[DATASET EXCERPTS start]

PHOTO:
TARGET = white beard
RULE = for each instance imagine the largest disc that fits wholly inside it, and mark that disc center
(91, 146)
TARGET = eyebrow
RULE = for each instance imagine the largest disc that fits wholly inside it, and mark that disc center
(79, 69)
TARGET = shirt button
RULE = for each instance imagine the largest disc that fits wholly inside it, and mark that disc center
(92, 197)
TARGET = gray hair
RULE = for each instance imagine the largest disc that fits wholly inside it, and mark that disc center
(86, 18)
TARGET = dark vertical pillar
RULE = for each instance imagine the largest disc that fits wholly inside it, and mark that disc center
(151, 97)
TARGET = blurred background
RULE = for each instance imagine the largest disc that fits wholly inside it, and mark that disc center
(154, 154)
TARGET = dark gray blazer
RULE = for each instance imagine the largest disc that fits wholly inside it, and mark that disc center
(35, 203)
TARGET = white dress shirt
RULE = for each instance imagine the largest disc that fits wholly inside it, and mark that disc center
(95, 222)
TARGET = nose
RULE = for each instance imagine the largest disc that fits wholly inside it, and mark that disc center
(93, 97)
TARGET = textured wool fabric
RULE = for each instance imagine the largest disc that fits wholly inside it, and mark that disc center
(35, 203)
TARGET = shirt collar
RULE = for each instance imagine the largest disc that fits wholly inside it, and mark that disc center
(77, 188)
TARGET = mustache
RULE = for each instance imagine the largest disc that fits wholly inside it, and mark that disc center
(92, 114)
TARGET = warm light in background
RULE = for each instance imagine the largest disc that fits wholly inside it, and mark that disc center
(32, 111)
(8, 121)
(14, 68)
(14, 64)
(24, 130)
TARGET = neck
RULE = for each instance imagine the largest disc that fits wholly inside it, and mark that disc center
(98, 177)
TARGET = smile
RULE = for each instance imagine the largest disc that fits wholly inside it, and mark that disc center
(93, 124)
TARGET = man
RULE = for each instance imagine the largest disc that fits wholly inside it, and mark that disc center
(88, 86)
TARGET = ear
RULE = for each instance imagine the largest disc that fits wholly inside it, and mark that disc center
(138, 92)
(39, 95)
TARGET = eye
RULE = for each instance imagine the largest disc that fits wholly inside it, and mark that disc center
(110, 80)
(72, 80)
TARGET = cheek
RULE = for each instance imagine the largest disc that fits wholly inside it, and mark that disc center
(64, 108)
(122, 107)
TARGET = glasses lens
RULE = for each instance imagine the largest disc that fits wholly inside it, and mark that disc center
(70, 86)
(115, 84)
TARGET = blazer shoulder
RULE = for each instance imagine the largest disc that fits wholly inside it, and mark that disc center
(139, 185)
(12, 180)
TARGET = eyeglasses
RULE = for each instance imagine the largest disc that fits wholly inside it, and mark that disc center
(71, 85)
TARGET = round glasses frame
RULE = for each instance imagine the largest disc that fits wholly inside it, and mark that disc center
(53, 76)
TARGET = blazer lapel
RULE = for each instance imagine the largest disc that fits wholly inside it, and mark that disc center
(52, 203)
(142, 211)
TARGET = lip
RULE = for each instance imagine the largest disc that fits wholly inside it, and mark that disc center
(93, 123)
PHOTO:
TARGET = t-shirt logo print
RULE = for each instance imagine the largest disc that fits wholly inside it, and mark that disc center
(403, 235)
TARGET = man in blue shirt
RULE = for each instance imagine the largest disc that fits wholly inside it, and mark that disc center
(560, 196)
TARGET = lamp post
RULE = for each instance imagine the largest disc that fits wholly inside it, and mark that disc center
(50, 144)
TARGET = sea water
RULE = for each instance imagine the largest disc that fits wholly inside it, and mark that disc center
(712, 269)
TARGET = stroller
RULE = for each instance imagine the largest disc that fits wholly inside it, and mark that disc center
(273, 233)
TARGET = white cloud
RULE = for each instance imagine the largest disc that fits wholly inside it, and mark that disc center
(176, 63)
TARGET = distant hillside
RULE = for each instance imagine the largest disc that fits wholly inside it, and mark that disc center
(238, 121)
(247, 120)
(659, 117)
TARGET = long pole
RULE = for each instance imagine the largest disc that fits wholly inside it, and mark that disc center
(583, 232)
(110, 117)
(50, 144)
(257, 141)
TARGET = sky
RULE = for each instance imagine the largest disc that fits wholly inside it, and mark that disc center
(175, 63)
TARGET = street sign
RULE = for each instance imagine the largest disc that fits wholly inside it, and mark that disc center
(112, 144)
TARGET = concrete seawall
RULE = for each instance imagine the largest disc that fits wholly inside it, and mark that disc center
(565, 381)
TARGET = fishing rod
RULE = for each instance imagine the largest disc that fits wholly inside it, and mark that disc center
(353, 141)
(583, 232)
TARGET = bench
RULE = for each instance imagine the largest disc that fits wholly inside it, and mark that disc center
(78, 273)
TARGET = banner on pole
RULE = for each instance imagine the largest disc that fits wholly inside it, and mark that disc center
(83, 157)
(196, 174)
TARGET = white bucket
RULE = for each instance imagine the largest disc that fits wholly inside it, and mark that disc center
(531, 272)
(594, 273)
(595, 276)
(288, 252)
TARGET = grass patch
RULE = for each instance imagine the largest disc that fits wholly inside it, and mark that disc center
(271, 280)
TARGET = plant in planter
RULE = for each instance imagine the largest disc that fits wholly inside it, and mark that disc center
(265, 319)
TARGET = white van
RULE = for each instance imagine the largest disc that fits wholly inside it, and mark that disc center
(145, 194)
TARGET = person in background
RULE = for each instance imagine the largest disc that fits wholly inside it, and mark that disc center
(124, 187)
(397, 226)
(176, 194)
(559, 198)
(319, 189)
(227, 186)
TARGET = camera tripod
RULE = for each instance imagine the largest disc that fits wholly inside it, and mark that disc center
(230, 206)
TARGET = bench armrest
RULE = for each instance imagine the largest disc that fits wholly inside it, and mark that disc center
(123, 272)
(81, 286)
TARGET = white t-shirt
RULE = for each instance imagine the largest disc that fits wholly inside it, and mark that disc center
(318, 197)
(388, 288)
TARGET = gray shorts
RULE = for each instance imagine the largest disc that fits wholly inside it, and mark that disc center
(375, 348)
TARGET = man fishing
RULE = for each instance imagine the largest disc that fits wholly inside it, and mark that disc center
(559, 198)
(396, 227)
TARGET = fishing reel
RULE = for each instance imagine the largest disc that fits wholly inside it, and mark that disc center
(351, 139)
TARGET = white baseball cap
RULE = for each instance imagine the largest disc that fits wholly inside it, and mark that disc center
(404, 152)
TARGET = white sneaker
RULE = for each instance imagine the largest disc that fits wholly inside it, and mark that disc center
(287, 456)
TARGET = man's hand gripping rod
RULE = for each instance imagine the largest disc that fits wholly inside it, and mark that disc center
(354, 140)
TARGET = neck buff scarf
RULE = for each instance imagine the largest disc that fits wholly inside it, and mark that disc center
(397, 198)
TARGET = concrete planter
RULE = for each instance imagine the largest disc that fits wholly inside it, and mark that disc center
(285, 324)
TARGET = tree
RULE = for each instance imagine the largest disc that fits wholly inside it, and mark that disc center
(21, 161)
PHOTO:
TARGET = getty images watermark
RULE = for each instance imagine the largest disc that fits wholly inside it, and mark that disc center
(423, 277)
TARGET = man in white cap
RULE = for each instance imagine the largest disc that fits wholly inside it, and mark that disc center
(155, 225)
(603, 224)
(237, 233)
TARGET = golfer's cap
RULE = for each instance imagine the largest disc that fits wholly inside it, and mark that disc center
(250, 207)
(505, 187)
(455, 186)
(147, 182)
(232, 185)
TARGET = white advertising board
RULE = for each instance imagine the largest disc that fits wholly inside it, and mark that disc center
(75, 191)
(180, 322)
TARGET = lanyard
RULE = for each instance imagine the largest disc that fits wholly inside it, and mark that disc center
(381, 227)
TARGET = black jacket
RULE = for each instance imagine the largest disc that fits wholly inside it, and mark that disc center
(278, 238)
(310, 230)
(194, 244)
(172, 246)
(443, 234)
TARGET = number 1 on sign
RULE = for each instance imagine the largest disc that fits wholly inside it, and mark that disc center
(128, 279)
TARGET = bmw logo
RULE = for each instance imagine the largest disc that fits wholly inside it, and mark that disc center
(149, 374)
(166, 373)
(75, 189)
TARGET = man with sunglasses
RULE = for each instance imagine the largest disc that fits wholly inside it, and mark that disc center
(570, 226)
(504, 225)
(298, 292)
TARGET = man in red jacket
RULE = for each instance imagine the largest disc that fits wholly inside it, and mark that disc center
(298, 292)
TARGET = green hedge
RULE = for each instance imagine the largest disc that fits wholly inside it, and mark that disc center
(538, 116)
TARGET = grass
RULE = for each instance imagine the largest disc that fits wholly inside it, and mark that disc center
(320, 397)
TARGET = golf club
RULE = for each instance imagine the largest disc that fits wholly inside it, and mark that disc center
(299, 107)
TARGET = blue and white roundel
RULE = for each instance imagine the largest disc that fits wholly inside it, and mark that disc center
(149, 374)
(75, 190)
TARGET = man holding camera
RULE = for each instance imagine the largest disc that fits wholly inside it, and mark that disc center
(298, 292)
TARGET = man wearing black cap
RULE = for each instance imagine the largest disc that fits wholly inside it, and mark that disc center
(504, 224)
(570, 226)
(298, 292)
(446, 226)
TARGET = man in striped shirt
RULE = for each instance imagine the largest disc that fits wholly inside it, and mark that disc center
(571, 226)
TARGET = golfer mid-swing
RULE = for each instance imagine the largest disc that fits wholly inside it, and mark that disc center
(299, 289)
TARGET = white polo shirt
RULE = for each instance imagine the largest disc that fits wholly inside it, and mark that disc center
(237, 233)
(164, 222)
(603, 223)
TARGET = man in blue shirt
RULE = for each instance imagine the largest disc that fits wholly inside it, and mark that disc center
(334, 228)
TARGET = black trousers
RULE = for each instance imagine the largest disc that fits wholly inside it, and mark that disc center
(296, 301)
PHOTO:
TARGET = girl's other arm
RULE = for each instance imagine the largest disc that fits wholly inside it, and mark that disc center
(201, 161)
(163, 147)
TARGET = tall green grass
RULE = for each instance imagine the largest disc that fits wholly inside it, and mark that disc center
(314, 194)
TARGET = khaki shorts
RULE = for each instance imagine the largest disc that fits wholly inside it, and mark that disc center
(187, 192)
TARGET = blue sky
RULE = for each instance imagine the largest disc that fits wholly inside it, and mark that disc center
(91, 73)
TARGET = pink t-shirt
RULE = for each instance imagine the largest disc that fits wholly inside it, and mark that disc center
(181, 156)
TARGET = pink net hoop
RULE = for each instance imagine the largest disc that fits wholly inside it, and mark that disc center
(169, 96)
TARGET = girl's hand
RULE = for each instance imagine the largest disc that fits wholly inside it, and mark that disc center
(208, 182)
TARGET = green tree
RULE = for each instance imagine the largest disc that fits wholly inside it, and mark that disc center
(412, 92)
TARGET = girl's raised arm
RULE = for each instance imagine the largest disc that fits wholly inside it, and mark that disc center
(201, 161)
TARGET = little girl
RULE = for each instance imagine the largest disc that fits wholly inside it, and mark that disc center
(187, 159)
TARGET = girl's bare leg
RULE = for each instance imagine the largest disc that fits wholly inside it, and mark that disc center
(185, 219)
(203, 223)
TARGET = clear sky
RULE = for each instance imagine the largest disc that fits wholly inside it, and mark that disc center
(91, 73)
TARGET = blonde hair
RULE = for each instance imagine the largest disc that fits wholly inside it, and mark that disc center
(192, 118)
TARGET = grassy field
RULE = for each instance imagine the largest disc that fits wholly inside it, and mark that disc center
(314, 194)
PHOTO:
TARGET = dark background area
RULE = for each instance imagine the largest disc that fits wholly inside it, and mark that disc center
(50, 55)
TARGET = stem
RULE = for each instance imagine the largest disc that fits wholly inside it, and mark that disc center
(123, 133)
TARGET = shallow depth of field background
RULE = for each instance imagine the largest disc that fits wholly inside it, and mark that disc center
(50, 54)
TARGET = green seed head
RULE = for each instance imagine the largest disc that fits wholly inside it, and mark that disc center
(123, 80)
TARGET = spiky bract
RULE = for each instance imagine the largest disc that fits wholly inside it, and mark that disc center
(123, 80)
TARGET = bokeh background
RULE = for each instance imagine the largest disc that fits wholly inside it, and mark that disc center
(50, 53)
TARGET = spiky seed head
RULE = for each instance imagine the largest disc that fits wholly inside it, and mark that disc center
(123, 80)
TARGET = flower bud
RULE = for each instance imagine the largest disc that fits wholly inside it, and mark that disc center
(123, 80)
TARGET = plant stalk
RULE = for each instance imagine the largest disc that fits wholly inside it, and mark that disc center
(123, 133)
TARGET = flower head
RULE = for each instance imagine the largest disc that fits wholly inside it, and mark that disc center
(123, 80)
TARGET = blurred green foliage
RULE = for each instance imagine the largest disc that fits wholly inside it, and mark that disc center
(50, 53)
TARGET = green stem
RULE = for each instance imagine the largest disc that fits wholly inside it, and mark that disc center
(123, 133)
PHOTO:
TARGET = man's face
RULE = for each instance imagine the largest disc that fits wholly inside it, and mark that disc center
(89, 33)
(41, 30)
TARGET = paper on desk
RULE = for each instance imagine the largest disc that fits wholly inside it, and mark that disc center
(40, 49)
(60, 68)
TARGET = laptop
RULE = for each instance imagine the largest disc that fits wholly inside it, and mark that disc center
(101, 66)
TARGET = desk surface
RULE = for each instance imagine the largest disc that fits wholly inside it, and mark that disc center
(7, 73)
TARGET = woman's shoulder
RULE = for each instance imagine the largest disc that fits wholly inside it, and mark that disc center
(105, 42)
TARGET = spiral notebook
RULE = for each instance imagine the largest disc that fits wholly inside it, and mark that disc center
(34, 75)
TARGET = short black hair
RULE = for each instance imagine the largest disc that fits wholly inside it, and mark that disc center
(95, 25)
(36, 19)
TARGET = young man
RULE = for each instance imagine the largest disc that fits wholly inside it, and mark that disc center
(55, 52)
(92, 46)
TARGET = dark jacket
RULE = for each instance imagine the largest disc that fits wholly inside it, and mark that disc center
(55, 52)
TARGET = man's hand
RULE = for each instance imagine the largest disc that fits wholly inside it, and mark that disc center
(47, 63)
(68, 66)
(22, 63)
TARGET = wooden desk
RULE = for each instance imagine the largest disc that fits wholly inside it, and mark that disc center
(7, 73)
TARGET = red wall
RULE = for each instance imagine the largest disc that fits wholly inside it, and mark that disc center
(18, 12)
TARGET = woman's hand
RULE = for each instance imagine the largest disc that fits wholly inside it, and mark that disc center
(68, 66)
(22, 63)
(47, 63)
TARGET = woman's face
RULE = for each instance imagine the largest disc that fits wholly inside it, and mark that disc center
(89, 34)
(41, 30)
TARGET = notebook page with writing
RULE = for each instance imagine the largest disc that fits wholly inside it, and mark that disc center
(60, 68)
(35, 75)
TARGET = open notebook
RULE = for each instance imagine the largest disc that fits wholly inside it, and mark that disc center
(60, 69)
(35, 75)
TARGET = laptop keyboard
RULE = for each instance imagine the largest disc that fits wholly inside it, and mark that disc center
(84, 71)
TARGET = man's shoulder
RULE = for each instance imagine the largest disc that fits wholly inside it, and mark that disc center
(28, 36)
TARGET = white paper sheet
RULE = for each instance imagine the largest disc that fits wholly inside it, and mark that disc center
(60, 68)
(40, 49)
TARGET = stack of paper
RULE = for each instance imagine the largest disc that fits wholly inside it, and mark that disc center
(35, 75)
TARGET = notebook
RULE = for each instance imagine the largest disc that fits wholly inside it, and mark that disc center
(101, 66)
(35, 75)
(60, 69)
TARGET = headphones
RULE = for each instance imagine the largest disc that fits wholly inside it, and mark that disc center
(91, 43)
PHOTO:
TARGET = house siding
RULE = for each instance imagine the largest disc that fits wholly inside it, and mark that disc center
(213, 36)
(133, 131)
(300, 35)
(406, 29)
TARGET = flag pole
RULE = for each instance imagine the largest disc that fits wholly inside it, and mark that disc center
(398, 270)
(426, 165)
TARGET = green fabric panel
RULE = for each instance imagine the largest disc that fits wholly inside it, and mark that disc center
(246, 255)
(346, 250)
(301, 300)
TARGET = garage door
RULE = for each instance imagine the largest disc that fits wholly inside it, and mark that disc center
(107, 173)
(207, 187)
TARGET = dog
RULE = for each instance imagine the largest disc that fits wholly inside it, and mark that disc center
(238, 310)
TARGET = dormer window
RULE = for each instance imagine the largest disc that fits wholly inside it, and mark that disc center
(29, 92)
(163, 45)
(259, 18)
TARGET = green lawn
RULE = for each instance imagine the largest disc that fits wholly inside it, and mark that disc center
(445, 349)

[DATASET EXCERPTS end]

■ WORK REQUIRED ■
Repeat the items from the line containing "TARGET = dog" through the end of the items, inclusive, swapping "dormer window" for "attic window" and leaving everything else unchanged.

■ CORRECT RESPONSE ■
TARGET = dog
RULE = for each instance imagine the largest disc that fits wholly inside it, and mark that disc center
(238, 310)
TARGET = attic window
RULE = for each instance imagine the largest disc that fits wholly inside it, and mark that disc center
(29, 92)
(163, 45)
(259, 18)
TARGET = green lawn
RULE = for each instance imagine the largest disc that fits wholly inside it, and mark that disc center
(445, 349)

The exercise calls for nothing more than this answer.